* WHAT YOU ARE ASKED TO DO
Copy out the listing below word for word, leaving out the pictures.

* DATA RECORDS
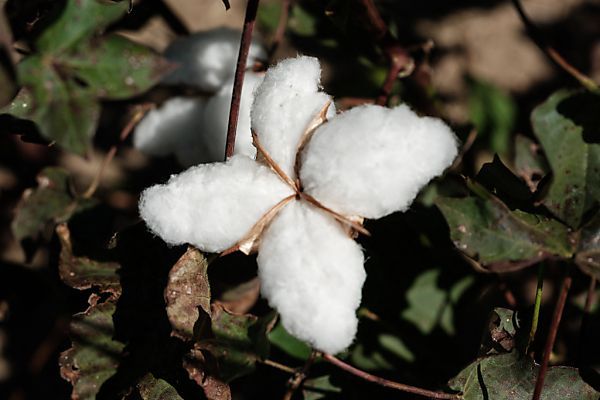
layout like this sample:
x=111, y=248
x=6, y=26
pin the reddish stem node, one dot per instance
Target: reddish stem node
x=240, y=71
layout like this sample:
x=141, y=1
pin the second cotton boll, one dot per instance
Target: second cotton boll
x=194, y=129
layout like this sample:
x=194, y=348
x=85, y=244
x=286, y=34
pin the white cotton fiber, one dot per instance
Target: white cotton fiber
x=372, y=161
x=212, y=206
x=208, y=59
x=216, y=118
x=312, y=273
x=284, y=104
x=177, y=120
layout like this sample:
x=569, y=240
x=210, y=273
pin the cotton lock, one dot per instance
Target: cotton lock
x=299, y=202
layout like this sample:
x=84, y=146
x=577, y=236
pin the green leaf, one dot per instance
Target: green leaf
x=40, y=209
x=80, y=20
x=115, y=68
x=64, y=112
x=575, y=185
x=239, y=341
x=281, y=339
x=493, y=113
x=320, y=388
x=187, y=289
x=82, y=272
x=511, y=377
x=588, y=251
x=500, y=239
x=429, y=305
x=151, y=388
x=530, y=163
x=94, y=356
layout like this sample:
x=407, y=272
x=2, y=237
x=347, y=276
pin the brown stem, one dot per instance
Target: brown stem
x=555, y=56
x=281, y=26
x=299, y=377
x=401, y=63
x=138, y=114
x=240, y=71
x=387, y=383
x=558, y=310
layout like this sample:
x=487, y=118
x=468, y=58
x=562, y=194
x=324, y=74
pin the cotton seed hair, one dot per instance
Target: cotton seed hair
x=367, y=162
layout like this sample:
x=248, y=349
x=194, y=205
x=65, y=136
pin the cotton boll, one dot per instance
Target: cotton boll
x=207, y=59
x=176, y=121
x=312, y=273
x=212, y=206
x=216, y=118
x=372, y=161
x=284, y=105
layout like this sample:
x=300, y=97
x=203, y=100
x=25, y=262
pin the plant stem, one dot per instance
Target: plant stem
x=558, y=310
x=299, y=376
x=387, y=383
x=536, y=307
x=554, y=55
x=138, y=114
x=401, y=63
x=281, y=26
x=240, y=71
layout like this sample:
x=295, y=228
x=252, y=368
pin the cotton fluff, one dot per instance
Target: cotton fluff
x=367, y=162
x=312, y=273
x=208, y=59
x=383, y=158
x=195, y=129
x=211, y=205
x=284, y=105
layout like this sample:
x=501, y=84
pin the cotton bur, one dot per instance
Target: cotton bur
x=316, y=176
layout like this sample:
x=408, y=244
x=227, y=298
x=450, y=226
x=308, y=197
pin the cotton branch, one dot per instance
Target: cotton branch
x=555, y=56
x=240, y=70
x=400, y=61
x=558, y=310
x=387, y=383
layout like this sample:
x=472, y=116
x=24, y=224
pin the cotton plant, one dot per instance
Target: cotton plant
x=300, y=204
x=193, y=128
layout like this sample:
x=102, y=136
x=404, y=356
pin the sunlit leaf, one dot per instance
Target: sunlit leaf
x=281, y=339
x=79, y=20
x=115, y=68
x=500, y=239
x=94, y=356
x=512, y=377
x=239, y=341
x=151, y=388
x=575, y=185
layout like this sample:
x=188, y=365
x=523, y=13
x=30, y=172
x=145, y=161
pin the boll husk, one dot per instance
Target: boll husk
x=367, y=162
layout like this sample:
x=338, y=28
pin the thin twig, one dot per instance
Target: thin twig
x=536, y=307
x=585, y=320
x=401, y=63
x=299, y=377
x=240, y=71
x=138, y=114
x=558, y=310
x=554, y=55
x=281, y=26
x=387, y=383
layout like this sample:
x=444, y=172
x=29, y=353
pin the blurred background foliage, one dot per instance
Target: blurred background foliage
x=428, y=311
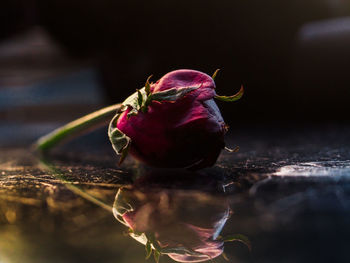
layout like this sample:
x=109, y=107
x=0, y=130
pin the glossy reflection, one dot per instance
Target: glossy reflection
x=322, y=168
x=170, y=217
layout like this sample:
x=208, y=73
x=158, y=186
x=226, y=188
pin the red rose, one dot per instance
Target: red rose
x=172, y=123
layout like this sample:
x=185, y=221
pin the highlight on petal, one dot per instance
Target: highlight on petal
x=232, y=98
x=172, y=94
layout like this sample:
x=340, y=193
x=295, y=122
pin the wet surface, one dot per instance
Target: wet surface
x=287, y=190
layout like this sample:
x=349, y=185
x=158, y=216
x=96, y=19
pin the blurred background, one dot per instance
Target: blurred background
x=60, y=59
x=288, y=185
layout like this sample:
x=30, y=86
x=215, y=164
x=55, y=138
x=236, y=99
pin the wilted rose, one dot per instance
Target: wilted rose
x=172, y=123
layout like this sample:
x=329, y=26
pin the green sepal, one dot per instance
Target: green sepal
x=172, y=94
x=232, y=98
x=120, y=142
x=237, y=237
x=156, y=255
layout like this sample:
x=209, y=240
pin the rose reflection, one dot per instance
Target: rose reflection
x=183, y=224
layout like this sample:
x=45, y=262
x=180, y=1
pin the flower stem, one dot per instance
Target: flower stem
x=73, y=128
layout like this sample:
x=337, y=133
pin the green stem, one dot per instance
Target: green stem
x=73, y=128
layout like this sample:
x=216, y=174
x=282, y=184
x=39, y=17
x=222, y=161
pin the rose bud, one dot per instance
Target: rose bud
x=172, y=123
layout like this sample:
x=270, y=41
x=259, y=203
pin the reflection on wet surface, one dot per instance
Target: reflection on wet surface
x=183, y=224
x=63, y=210
x=324, y=168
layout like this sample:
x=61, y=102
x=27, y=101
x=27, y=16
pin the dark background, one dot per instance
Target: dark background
x=293, y=57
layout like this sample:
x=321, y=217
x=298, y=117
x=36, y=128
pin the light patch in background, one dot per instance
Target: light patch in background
x=321, y=168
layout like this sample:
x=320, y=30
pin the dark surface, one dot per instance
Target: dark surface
x=292, y=56
x=288, y=188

* TASK RESPONSE
layout like this sample:
x=111, y=248
x=6, y=26
pin the reddish stem node, one dot per instance
Target: reddish stem node
x=240, y=71
layout like this sample:
x=141, y=1
pin the second cotton boll, one dot per instance
Target: second cotton boll
x=194, y=129
layout like this sample:
x=194, y=348
x=85, y=244
x=286, y=34
pin the white cotton fiber, one dot per instance
Target: white cotton fiber
x=372, y=161
x=212, y=206
x=208, y=59
x=216, y=118
x=312, y=273
x=284, y=104
x=177, y=120
layout like this sample:
x=569, y=240
x=210, y=273
pin the cotton lock, one dot per instance
Target: cotton lock
x=299, y=202
layout like this sample:
x=84, y=146
x=577, y=236
pin the green leaf, one dot per instance
Target: green leaf
x=40, y=209
x=80, y=20
x=115, y=68
x=64, y=112
x=575, y=185
x=239, y=341
x=281, y=339
x=493, y=113
x=320, y=388
x=187, y=289
x=82, y=272
x=511, y=377
x=588, y=251
x=500, y=239
x=429, y=305
x=151, y=388
x=530, y=163
x=94, y=356
layout like this sample:
x=407, y=272
x=2, y=237
x=347, y=276
pin the brown stem, one dot per instance
Target: brown stem
x=555, y=56
x=281, y=26
x=299, y=377
x=401, y=63
x=138, y=114
x=240, y=71
x=387, y=383
x=558, y=310
layout like this sample:
x=487, y=118
x=468, y=58
x=562, y=194
x=324, y=74
pin the cotton seed hair, one dot per instance
Target: cotton seed hair
x=367, y=162
layout like this sample:
x=248, y=349
x=194, y=205
x=65, y=136
pin the cotton boll, one dot per instance
Target: cotton boll
x=207, y=59
x=176, y=121
x=312, y=273
x=212, y=206
x=216, y=118
x=372, y=161
x=284, y=105
layout like this sample:
x=300, y=97
x=203, y=100
x=25, y=262
pin the plant stem, one dot per instance
Target: plant stem
x=558, y=310
x=299, y=376
x=387, y=383
x=536, y=307
x=554, y=55
x=138, y=114
x=401, y=63
x=281, y=26
x=240, y=71
layout like this sample:
x=295, y=228
x=252, y=368
pin the cotton fluff, one dot per instance
Target: cotton fluff
x=367, y=162
x=312, y=273
x=208, y=59
x=383, y=158
x=195, y=129
x=211, y=205
x=284, y=105
layout like this sample:
x=501, y=84
pin the cotton bur, one dot per instance
Target: cotton bur
x=316, y=176
layout like this sample:
x=408, y=244
x=227, y=298
x=450, y=226
x=308, y=197
pin the cotton branch, one dot per instance
Target: cotton branch
x=555, y=56
x=240, y=70
x=400, y=61
x=558, y=310
x=387, y=383
layout like this sample:
x=472, y=116
x=24, y=224
pin the cotton plant, one dot per instance
Target: cotton plant
x=300, y=204
x=193, y=128
layout like this sample:
x=102, y=136
x=404, y=356
pin the sunlit leaf, one dot per instance
Target: sunlit leaf
x=281, y=339
x=79, y=20
x=115, y=68
x=500, y=239
x=94, y=356
x=512, y=377
x=239, y=341
x=151, y=388
x=575, y=185
layout like this sample:
x=188, y=365
x=523, y=13
x=30, y=172
x=145, y=161
pin the boll husk, one dot per instance
Target: boll husk
x=367, y=162
layout like this sample:
x=338, y=28
pin the thin twig, one dot per instance
Target: thin twig
x=536, y=307
x=585, y=320
x=401, y=63
x=299, y=377
x=240, y=71
x=138, y=114
x=558, y=310
x=554, y=55
x=281, y=26
x=387, y=383
layout like this sample:
x=444, y=172
x=29, y=353
pin the blurred background foliage, one dot per instance
Target: blurred background foliage
x=428, y=311
layout like this sample:
x=109, y=107
x=0, y=130
pin the glossy reflection, one dot per instance
Target: glossy reflection
x=322, y=168
x=170, y=217
layout like this sample:
x=208, y=73
x=158, y=186
x=226, y=188
pin the red rose, one dot per instance
Target: red rose
x=172, y=123
layout like this sample:
x=185, y=221
pin the highlight on petal, one dot per instance
Target: highlight on petal
x=232, y=98
x=172, y=94
layout like this sample:
x=340, y=193
x=295, y=122
pin the wet surface, one dot per instance
Target: wet surface
x=287, y=190
layout like this sample:
x=349, y=185
x=158, y=216
x=96, y=19
pin the blurred background, one dot per instance
Target: blurred background
x=60, y=59
x=288, y=185
layout like this sample:
x=30, y=86
x=215, y=164
x=55, y=138
x=236, y=99
pin the wilted rose, one dot per instance
Target: wilted rose
x=172, y=123
layout like this sample:
x=329, y=26
pin the green sepal, one dot per instance
Target: green sepal
x=172, y=94
x=232, y=98
x=120, y=142
x=237, y=237
x=156, y=255
layout like this sample:
x=209, y=240
pin the rose reflection, one dot per instance
Target: rose reflection
x=183, y=224
layout like this sample:
x=45, y=262
x=180, y=1
pin the flower stem, one dot per instance
Target: flower stem
x=73, y=128
layout like this sample:
x=337, y=133
pin the green stem, one dot per instance
Target: green stem
x=73, y=128
layout like this sample:
x=216, y=174
x=282, y=184
x=39, y=17
x=222, y=161
pin the rose bud, one dot per instance
Target: rose bud
x=172, y=123
layout like this sample:
x=270, y=41
x=259, y=203
pin the reflection on wet surface, one dot per instance
Target: reflection on wet surface
x=183, y=224
x=63, y=210
x=324, y=168
layout like this sample:
x=61, y=102
x=27, y=101
x=27, y=16
pin the dark background, one dot per instance
Target: dark background
x=293, y=57
layout like this sample:
x=321, y=217
x=298, y=117
x=36, y=128
pin the light patch in background, one dot per instance
Target: light patch in background
x=321, y=168
layout like this sample:
x=320, y=30
pin the dark surface, one dot per instance
Target: dark surface
x=292, y=56
x=288, y=188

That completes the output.